## Task description
Omit all pictures and give the records below again exactly as written.

## Records from a data collection
========
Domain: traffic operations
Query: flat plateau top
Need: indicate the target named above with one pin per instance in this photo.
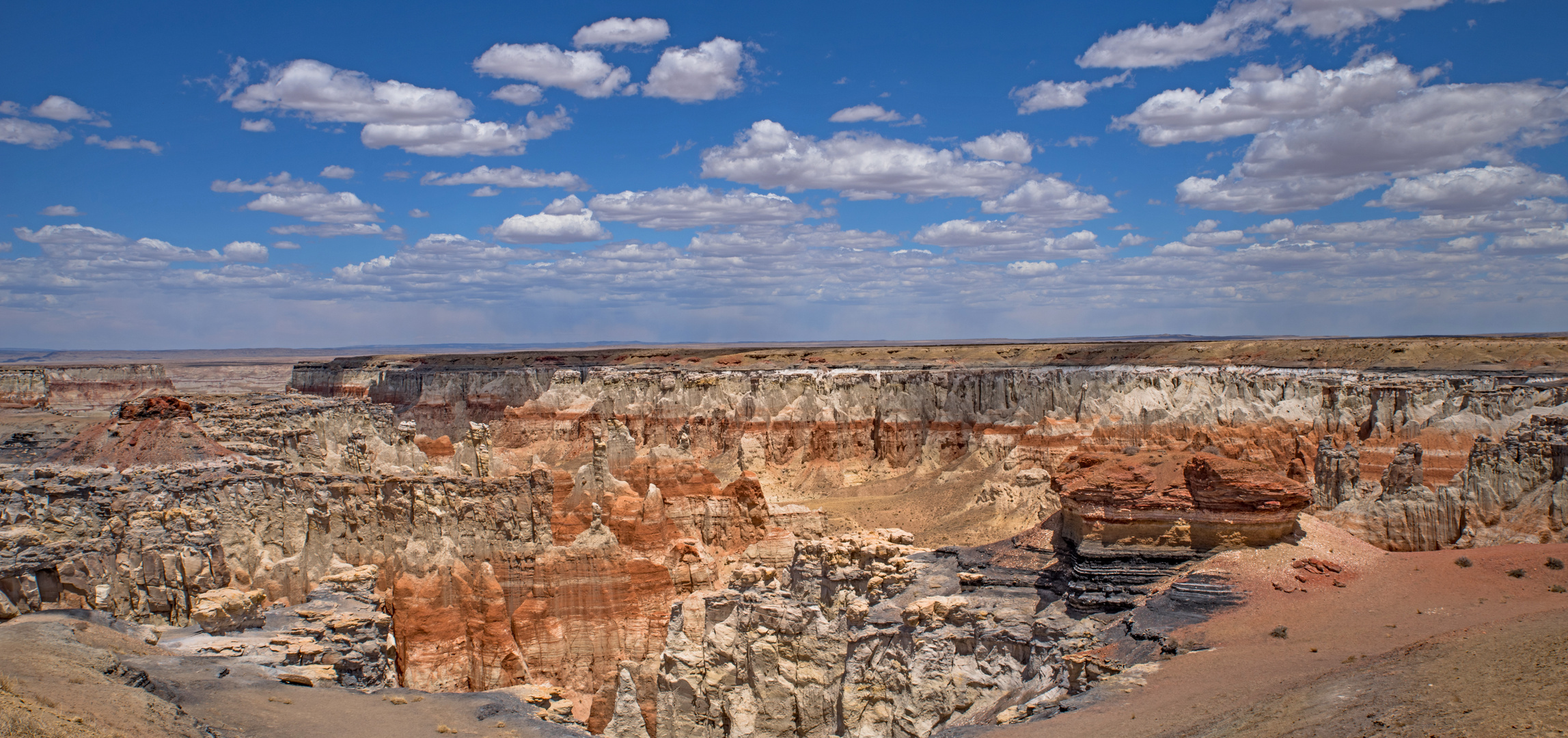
(1491, 355)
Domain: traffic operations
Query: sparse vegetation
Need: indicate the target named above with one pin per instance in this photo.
(25, 726)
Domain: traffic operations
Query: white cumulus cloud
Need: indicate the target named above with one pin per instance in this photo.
(16, 131)
(773, 240)
(245, 251)
(519, 94)
(66, 110)
(336, 229)
(1007, 146)
(124, 143)
(508, 176)
(1049, 201)
(317, 207)
(465, 137)
(708, 72)
(110, 249)
(281, 184)
(1308, 156)
(1261, 96)
(1051, 94)
(623, 32)
(1030, 269)
(683, 207)
(869, 111)
(1237, 27)
(562, 221)
(325, 93)
(859, 165)
(582, 72)
(1471, 189)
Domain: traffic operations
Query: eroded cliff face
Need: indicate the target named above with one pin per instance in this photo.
(814, 435)
(633, 538)
(96, 387)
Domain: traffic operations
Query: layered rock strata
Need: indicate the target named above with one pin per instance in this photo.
(480, 582)
(1131, 522)
(1511, 491)
(93, 387)
(814, 431)
(1515, 489)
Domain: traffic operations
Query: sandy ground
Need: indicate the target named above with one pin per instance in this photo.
(1357, 660)
(65, 676)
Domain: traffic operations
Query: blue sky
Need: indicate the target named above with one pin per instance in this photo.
(748, 172)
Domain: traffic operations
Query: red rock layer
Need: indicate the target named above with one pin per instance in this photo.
(156, 431)
(1175, 499)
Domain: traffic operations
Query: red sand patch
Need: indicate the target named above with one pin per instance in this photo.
(1390, 602)
(151, 433)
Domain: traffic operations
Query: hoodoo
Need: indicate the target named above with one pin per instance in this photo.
(715, 552)
(1129, 522)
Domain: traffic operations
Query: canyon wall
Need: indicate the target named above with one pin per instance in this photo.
(23, 387)
(730, 550)
(96, 387)
(825, 433)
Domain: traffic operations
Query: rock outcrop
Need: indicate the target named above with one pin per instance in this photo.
(1129, 522)
(94, 387)
(621, 543)
(1515, 489)
(1401, 512)
(156, 431)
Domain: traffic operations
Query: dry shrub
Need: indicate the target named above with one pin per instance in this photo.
(25, 726)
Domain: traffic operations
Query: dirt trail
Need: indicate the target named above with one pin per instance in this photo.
(1401, 621)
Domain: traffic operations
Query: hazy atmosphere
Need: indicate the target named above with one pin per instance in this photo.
(333, 174)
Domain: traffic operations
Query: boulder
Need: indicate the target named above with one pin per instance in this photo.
(228, 610)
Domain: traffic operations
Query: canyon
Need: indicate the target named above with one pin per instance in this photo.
(872, 541)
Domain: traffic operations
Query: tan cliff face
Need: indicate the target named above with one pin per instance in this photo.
(644, 539)
(831, 435)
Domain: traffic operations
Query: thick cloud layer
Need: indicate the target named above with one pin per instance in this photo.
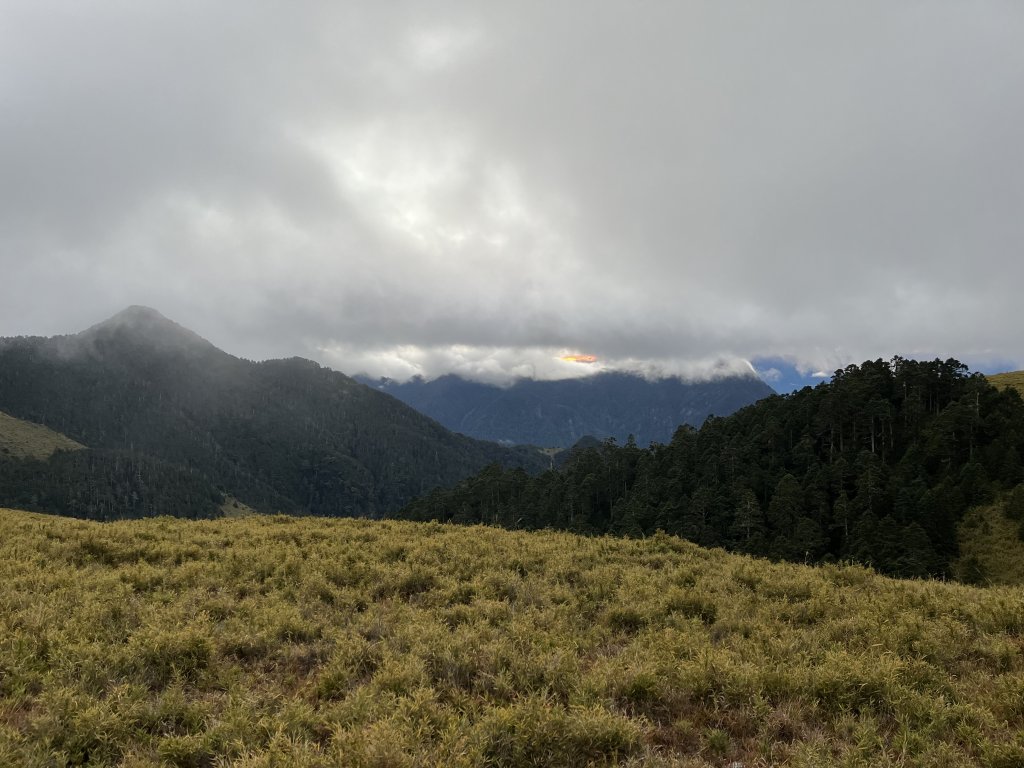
(420, 187)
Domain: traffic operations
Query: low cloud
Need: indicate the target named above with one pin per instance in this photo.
(415, 189)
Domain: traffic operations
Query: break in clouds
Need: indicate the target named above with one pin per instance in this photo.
(415, 188)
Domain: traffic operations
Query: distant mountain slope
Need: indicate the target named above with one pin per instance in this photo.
(557, 414)
(880, 465)
(1014, 379)
(156, 402)
(25, 439)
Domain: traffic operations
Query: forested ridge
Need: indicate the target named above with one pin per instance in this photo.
(173, 424)
(878, 465)
(557, 414)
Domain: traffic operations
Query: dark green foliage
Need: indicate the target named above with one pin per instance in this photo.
(878, 465)
(173, 423)
(557, 414)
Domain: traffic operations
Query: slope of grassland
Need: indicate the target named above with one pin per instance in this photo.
(272, 641)
(1013, 379)
(24, 439)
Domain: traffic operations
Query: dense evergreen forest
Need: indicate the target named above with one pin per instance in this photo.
(174, 424)
(879, 466)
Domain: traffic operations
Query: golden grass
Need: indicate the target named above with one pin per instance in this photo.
(1013, 379)
(231, 507)
(273, 641)
(25, 439)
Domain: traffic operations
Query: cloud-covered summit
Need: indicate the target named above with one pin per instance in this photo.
(466, 186)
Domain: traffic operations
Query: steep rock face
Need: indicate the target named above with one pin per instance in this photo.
(286, 435)
(556, 414)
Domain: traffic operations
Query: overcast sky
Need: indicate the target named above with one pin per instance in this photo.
(402, 187)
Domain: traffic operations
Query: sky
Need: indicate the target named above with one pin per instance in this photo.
(422, 187)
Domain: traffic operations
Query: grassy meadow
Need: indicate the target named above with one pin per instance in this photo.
(1013, 379)
(24, 439)
(273, 641)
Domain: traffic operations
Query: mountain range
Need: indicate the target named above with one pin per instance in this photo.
(557, 414)
(173, 425)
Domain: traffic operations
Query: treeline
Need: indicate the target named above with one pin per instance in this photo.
(879, 466)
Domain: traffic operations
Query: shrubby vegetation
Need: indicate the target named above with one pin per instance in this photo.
(879, 465)
(270, 641)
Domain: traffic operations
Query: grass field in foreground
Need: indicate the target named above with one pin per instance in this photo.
(270, 641)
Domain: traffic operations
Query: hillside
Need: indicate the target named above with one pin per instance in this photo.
(879, 465)
(1014, 379)
(27, 440)
(557, 414)
(310, 642)
(174, 424)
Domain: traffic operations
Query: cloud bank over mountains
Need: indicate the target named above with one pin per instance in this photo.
(419, 187)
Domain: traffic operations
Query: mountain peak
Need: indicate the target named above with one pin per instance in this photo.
(146, 326)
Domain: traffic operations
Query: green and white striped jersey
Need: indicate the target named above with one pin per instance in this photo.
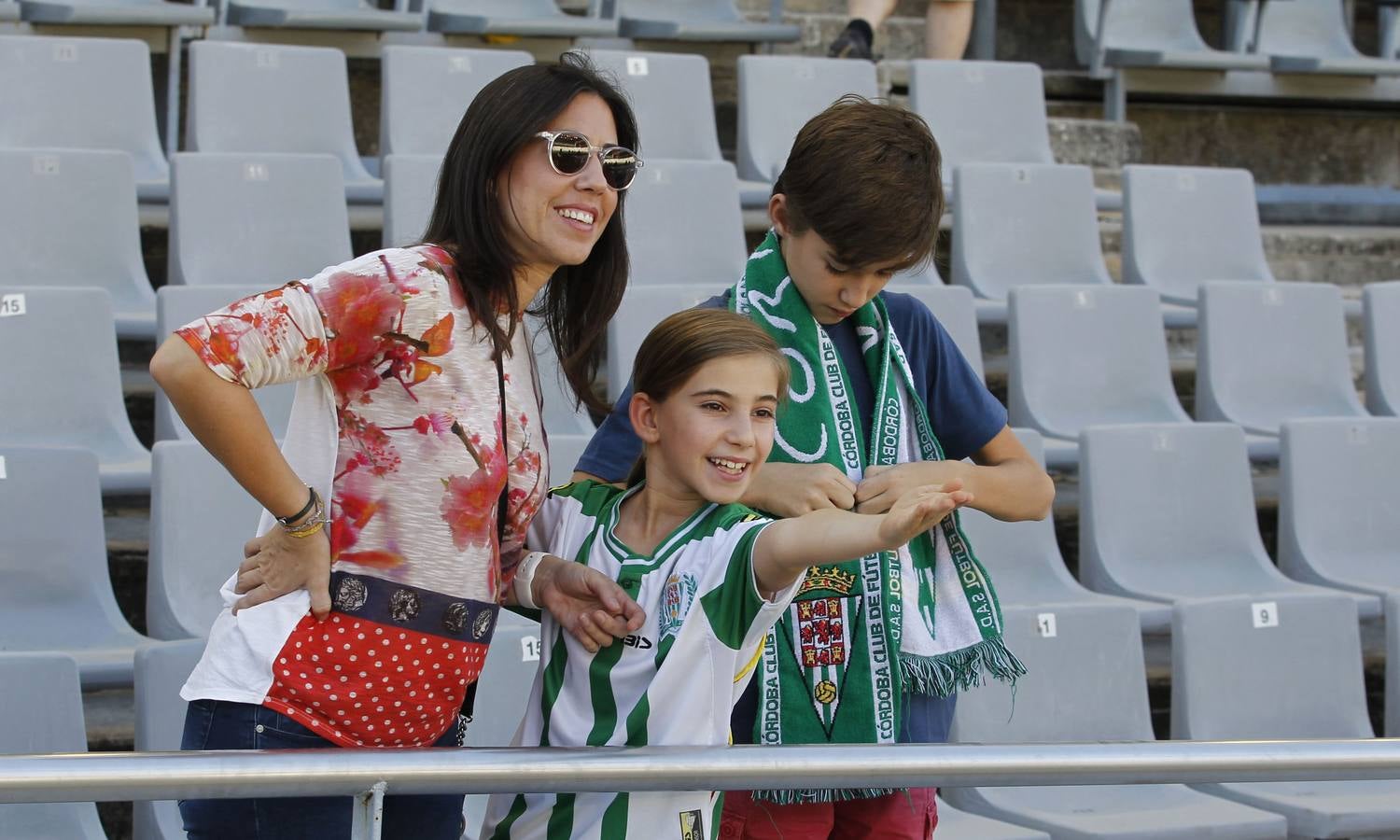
(674, 682)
========
## Task output
Domain: traffic operations
Query: flat plateau top
Need: indicate the target named above with one pin per instance in this photo.
(1491, 355)
Domain: traffic operations
Query: sparse vegetation
Need: indicate the target named above with one pin per instance in this photo.
(25, 726)
Domain: traffic operations
Query: white cumulus cloud
Need: indicate the target named above with one pin per instance in this photo.
(16, 131)
(773, 240)
(245, 251)
(519, 94)
(66, 110)
(336, 229)
(1007, 146)
(124, 143)
(508, 176)
(1049, 201)
(317, 207)
(465, 137)
(708, 72)
(110, 249)
(281, 184)
(1308, 156)
(1261, 96)
(1051, 94)
(623, 32)
(1030, 269)
(683, 207)
(869, 111)
(1237, 27)
(562, 221)
(325, 93)
(859, 165)
(582, 72)
(1471, 189)
Domain: traffic operations
Query: eroded cliff face
Need: indicate the target named above with one pin per instance in this photo.
(814, 435)
(633, 538)
(96, 387)
Domain: traffic operations
Query: layered rock strata
Need: indicate the target named above with one pin per instance in this photo.
(480, 582)
(1131, 522)
(1511, 491)
(93, 387)
(814, 431)
(1515, 489)
Domain: traffic operations
Query: sandy ground
Need: indicate the target named above with one pin per instance in this photo.
(1357, 660)
(65, 676)
Domain: traffic operations
Query: blue sky
Need: indicate the target named above with one pin per instance in this photo.
(748, 172)
Domain: traffic operations
Query: red rock layer
Need: indicate the target named above with one pin per instance in this photo.
(156, 431)
(1175, 499)
Domain: traffic operations
Query: red sand patch
Need: indicate the target named above with one pin per instance in this photo.
(1390, 602)
(151, 433)
Domain: traffic operations
Query: hoodoo
Need: indicate the target named above with one pin per instance in this photo.
(715, 552)
(1129, 522)
Domain: traffic operations
Query: canyon wall
Need: indicate the target named above with one pin per instance in this photo.
(23, 387)
(730, 550)
(96, 387)
(825, 433)
Domain: traffic operations
Query: rock outcrop
Need: indicate the target named above with one pin per instance in this photo.
(1129, 522)
(94, 387)
(621, 543)
(1515, 489)
(1401, 512)
(156, 431)
Domain: traffic operations
Query: dry shrub
Need: indicate the target named above with one pin per instance in this photo.
(25, 726)
Domain: traffic operations
Query: dirt trail
Need: indicate the target named above with one pin per instance in this photo.
(1401, 621)
Domain: traffic operations
Query: hazy atmosphere
Need: indicate the target named above with one pin per instance in this photo.
(333, 174)
Domain: traffic operations
Query: boulder
Need: indicate the target named above with one pin per instance in this photo.
(228, 610)
Domain: traffic operations
Query: canyon
Need: indicate the target named above with one pin per instance in this photo.
(872, 541)
Domain: traffic operations
Query: tan cliff face
Need: indicate the target named above with one pin per instance in this photo.
(644, 539)
(831, 435)
Domain: traffic operations
Query: thick cloud layer
Need: indicate the target named above with one pin per instance in this photo.
(420, 187)
Domain: traffic operations
Query: low cloud
Need: indicate the target named above with one pin per instance in this photo.
(415, 189)
Domain: traffic operations
Query: break in clouds
Need: indicate the target named above with one pin per instance in this photo.
(415, 188)
Domain: traffic operations
Query: distant mountain slope
Need: indicate the target named above with one pin per instance in this photo.
(557, 414)
(880, 465)
(1014, 379)
(156, 402)
(25, 439)
Domain: traffic operations
Query: forested ridge
Need: indicate the target named above with one pin per instance in this photo.
(173, 424)
(878, 465)
(557, 414)
Domain: traffic operations
Query: dark green foliage
Need: indicate the target named above with one pin per instance in this photo.
(878, 465)
(173, 423)
(557, 414)
Domain: traffic operations
Query: slope of grassland
Need: indicate the target named above with one pin per instance in this photo.
(272, 641)
(1013, 379)
(24, 439)
Domain: traffic operations
Query: dense evergreen forest
Need: indicate the target named above with one pin per instance in this photo.
(174, 424)
(879, 466)
Domain: traffic operations
Query: golden grass
Need: indicate the target named above with one pin per instance in this photo.
(1013, 379)
(231, 507)
(273, 641)
(25, 439)
Domain: traffic operations
Query: cloud-covered summit
Need: indicate the target named above with one pin per instance in this photo.
(466, 186)
Domain: traffic operations
Query: steep rock face
Need: indicate the target named above with one pin per instance in this photo.
(286, 435)
(556, 414)
Domain: traffic operations
Query: overcast sky
Need: indicate the target named above with one pin per instance in this photo.
(402, 187)
Domain: traffic operations
Query: sky
Need: indicate the target named above with one pin per instance in this photo.
(422, 187)
Domain: traffic operations
Query: grassy meadow
Need: indicate the target named above with one pin per instance in this photo.
(1013, 379)
(24, 439)
(273, 641)
Domain: traffic operations
Query: mountain range
Need: indicate the target named above with one pin per instance in this photo.
(557, 414)
(173, 425)
Domain: traffic operations
Query: treeline
Need: indicate the target named above with one pin per instance in this photo.
(879, 466)
Domain: traffic operations
Query: shrubby vegetation
Need: indicate the target named above with one pin per instance in this photo.
(879, 465)
(270, 641)
Domain: traffic operations
Query: grass field in foreground
Need: indicate the target named above with one pin per instance in this photo.
(270, 641)
Domain: traffic operations
Query: hillside
Need: indicate the target named above with one pin per instance in this photo.
(879, 465)
(1014, 379)
(27, 440)
(557, 414)
(310, 642)
(174, 424)
Domain: traffic operations
Query: cloud bank over mountains
Need: indicate the target named above with one pin per instance in this photo.
(419, 187)
Domain: traffic operations
Query: mountain peak
Need: indicate the target named above with one pin per instance in this photo.
(146, 326)
Domain: traffic operations
Query: green and white striped jersey
Need: indicate the target named above with one pin per instance in this photo.
(674, 682)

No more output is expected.